:: WHAT TO PRODUCE ::
Count the lines in the records that contain the word "roof", and reply with that number alone.

:: THE DATA ::
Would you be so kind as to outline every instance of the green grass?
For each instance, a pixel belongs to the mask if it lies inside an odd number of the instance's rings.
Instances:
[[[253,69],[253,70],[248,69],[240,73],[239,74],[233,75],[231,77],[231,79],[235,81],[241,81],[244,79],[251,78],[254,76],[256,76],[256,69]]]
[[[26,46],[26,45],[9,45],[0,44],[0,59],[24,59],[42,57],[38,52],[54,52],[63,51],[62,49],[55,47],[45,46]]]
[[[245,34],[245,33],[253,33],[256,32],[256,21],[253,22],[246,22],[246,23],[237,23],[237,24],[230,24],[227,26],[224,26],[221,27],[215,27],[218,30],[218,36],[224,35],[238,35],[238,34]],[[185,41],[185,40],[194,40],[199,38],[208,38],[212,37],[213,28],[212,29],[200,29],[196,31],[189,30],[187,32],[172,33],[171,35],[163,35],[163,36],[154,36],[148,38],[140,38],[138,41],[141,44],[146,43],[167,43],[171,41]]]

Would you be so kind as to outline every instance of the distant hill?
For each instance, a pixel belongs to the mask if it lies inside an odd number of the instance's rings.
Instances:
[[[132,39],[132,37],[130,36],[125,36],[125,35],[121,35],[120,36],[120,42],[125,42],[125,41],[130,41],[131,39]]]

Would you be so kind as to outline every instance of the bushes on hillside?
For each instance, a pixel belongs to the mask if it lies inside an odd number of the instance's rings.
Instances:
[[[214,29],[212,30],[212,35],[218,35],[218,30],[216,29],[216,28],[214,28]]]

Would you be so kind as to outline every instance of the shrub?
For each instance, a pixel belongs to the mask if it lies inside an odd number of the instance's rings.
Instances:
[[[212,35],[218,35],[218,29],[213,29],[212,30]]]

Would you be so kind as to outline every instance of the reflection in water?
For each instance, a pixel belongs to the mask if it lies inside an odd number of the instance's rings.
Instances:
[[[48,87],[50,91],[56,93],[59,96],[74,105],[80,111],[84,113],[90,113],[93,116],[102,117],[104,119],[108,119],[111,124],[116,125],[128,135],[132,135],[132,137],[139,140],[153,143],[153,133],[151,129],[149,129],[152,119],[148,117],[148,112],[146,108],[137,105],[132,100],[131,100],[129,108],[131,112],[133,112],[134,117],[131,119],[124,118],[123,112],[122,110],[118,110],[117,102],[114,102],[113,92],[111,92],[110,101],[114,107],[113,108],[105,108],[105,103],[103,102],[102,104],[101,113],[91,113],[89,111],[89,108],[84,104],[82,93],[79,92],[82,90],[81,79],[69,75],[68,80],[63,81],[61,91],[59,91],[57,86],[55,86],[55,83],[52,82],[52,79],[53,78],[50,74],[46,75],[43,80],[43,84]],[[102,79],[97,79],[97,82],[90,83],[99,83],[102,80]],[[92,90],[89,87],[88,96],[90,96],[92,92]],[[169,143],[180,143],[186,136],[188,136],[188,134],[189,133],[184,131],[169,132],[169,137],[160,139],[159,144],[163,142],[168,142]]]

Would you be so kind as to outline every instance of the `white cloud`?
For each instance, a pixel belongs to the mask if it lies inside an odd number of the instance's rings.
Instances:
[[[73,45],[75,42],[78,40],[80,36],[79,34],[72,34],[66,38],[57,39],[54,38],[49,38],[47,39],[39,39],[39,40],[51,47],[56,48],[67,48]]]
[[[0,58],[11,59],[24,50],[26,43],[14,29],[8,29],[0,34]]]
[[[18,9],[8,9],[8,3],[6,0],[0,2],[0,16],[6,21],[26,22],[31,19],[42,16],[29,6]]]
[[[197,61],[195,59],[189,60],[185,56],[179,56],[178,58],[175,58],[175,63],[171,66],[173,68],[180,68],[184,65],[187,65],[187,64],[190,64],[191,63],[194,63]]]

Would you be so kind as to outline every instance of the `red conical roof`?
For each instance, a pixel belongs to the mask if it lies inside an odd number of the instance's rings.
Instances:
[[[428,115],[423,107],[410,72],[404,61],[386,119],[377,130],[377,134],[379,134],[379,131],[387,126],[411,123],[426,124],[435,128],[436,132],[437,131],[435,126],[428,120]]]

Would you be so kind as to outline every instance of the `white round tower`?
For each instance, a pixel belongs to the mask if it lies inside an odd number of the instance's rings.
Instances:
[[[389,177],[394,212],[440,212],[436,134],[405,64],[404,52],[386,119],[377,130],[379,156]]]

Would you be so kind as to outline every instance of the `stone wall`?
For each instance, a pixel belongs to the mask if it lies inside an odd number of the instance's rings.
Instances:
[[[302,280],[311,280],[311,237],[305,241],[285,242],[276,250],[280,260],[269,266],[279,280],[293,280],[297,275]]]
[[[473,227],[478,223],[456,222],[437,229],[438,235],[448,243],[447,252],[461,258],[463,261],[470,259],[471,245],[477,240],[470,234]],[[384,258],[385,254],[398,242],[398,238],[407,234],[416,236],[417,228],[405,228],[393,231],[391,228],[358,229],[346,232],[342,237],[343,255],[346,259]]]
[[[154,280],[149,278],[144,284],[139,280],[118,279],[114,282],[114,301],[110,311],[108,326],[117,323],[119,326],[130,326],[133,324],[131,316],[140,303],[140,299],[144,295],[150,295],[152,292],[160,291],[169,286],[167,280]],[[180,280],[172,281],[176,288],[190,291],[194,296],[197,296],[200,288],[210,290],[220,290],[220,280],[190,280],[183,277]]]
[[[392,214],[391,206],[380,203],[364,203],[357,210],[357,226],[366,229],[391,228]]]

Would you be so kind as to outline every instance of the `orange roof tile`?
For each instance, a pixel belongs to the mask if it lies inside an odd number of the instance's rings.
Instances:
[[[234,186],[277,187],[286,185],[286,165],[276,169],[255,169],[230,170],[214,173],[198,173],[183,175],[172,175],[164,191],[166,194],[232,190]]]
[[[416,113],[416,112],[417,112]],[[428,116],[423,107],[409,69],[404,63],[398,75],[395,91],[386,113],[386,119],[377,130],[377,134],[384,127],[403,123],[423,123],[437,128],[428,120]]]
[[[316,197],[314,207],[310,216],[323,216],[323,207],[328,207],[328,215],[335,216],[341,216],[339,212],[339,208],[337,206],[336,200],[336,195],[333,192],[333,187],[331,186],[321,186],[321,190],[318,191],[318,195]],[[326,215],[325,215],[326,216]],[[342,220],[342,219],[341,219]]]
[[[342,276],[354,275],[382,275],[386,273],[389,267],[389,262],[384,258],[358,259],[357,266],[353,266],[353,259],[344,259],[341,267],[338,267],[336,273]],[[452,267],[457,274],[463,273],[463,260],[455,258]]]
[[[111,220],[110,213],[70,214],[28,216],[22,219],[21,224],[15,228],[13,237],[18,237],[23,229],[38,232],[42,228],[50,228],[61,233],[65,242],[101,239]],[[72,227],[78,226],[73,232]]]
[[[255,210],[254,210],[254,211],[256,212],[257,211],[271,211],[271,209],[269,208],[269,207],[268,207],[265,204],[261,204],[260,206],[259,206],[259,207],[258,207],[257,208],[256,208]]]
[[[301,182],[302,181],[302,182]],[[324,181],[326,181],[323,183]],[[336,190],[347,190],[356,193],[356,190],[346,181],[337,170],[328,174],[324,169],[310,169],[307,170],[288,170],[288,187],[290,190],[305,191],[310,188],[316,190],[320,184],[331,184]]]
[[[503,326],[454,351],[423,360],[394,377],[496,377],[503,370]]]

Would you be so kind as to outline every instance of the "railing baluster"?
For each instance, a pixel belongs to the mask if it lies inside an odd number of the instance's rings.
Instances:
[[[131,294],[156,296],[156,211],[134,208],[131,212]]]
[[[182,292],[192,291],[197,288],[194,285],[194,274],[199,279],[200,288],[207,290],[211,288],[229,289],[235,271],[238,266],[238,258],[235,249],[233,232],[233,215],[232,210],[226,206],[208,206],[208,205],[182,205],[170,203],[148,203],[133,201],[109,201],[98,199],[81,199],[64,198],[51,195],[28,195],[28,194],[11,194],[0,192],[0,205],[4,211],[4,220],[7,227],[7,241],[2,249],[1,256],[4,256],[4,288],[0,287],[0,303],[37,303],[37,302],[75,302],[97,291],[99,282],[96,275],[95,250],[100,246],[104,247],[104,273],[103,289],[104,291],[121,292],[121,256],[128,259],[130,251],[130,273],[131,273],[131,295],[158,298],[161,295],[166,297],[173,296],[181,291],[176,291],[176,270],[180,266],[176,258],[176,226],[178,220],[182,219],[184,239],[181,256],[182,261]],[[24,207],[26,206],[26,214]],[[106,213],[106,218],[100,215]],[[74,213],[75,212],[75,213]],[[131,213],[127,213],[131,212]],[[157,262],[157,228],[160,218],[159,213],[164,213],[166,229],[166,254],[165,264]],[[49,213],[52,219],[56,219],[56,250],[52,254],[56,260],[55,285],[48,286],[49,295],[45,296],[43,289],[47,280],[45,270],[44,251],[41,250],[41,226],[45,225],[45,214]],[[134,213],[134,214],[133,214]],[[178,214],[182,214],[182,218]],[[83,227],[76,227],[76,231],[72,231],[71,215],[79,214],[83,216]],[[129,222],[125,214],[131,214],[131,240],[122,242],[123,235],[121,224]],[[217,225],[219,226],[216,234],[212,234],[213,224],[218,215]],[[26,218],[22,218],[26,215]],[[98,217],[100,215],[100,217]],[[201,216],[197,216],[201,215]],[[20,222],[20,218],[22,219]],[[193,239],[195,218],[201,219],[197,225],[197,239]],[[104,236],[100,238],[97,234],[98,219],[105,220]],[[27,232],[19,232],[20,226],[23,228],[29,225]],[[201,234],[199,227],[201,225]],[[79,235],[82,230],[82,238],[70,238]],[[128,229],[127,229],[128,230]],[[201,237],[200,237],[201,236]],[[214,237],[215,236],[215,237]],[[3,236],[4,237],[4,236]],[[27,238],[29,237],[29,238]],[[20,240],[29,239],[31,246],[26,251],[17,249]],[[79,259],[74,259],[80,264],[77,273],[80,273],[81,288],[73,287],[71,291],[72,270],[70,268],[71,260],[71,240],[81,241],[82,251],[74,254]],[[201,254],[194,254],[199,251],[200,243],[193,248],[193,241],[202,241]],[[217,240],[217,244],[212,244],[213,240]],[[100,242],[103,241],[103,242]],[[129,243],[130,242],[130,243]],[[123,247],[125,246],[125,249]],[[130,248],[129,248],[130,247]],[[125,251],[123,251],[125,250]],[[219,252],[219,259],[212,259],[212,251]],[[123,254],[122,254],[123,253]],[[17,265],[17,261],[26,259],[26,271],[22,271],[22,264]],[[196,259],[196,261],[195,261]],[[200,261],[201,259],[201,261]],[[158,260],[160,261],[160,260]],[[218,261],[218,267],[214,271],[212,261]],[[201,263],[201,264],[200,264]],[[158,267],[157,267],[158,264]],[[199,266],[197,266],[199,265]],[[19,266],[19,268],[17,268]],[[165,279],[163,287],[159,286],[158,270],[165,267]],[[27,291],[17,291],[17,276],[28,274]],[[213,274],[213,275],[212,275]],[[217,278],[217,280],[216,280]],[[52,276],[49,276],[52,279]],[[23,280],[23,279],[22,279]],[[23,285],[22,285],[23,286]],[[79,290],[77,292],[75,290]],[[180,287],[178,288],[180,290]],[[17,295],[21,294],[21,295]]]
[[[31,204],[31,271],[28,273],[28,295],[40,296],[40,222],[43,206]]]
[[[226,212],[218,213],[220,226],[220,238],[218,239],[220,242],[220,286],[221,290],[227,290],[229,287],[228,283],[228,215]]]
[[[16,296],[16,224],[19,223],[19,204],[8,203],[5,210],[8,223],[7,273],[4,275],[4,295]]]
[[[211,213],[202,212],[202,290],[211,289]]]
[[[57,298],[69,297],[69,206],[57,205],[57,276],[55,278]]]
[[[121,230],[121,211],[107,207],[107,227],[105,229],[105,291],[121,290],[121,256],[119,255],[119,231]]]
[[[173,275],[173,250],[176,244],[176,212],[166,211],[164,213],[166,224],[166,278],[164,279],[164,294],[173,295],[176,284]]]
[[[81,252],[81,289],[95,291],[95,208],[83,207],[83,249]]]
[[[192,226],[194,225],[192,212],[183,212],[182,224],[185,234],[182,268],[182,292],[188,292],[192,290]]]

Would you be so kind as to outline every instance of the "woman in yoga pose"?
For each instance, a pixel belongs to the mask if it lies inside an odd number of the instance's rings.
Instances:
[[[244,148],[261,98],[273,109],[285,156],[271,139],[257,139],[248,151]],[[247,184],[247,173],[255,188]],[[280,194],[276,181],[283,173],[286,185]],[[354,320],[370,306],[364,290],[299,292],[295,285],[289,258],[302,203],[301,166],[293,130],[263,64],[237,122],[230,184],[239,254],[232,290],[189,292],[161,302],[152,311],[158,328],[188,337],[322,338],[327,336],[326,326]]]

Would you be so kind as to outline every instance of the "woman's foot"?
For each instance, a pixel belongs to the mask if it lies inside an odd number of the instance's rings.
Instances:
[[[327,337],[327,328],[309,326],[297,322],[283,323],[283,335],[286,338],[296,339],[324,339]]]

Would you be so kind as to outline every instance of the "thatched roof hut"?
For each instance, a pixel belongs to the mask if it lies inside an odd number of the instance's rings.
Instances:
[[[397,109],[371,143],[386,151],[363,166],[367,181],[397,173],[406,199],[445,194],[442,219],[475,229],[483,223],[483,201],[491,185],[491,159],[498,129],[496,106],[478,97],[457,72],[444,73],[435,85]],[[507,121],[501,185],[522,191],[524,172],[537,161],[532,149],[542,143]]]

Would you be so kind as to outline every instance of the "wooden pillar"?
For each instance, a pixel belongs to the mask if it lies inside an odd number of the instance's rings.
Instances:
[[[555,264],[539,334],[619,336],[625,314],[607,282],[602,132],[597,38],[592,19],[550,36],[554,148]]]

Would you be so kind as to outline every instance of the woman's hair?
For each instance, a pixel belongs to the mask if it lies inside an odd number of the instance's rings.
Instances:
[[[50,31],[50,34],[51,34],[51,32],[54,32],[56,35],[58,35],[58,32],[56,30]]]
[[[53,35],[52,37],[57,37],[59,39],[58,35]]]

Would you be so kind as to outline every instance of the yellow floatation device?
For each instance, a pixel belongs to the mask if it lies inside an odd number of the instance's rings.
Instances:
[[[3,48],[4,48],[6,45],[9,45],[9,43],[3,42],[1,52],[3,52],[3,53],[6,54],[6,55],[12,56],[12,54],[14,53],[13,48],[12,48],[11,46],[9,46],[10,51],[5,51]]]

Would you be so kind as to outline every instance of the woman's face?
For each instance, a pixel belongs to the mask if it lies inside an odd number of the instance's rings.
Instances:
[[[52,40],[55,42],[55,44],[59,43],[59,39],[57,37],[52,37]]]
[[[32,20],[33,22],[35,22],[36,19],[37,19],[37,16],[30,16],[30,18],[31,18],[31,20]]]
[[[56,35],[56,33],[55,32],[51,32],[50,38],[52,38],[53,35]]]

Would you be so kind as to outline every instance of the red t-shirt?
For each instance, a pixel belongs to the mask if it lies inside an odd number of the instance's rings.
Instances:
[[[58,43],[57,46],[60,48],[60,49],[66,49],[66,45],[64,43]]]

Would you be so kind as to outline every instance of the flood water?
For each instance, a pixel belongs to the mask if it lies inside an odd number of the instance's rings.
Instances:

:: FINAL ANSWER ::
3